■ PROBLEM STATEMENT
Every line from the one that contains "# Target: large rock outcrop" to the end of the material below should be output exactly, with both ends included and nothing else.

■ RECORDS FOR THIS TASK
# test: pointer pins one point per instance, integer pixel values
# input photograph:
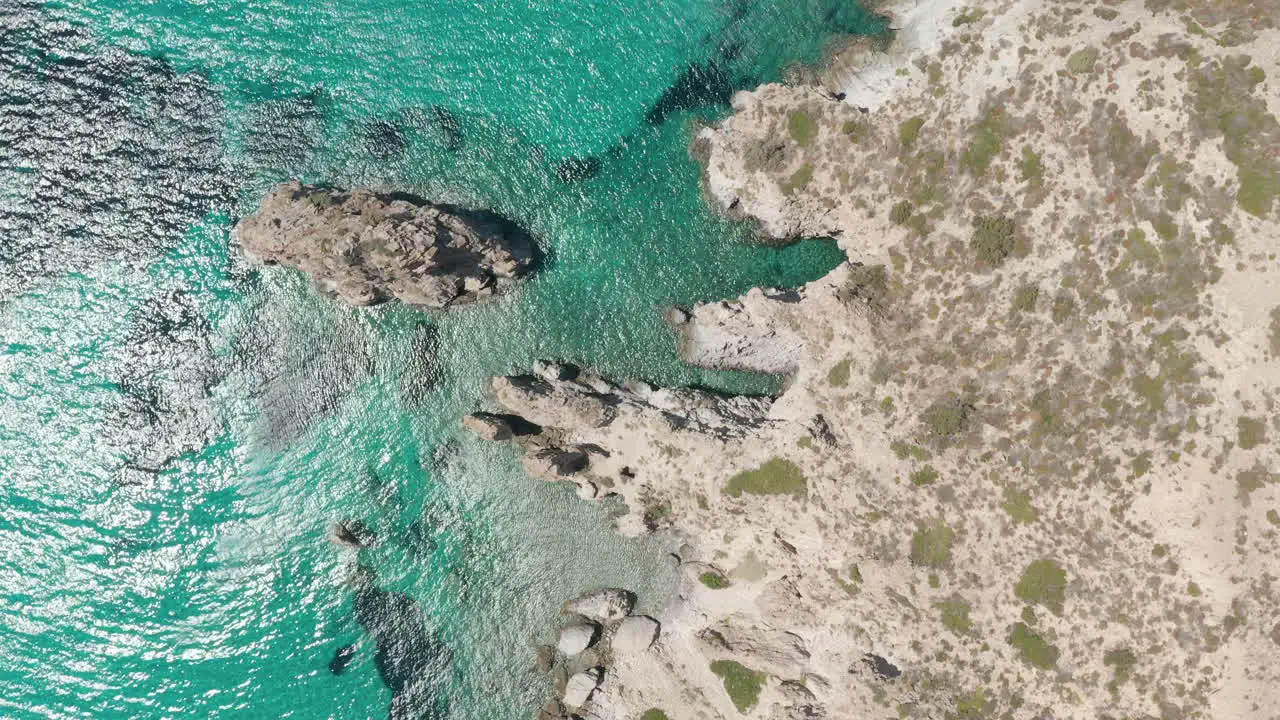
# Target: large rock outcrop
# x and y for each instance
(369, 247)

■ ANSWER SECTION
# Target: large rock outcrop
# x and y for each instance
(369, 247)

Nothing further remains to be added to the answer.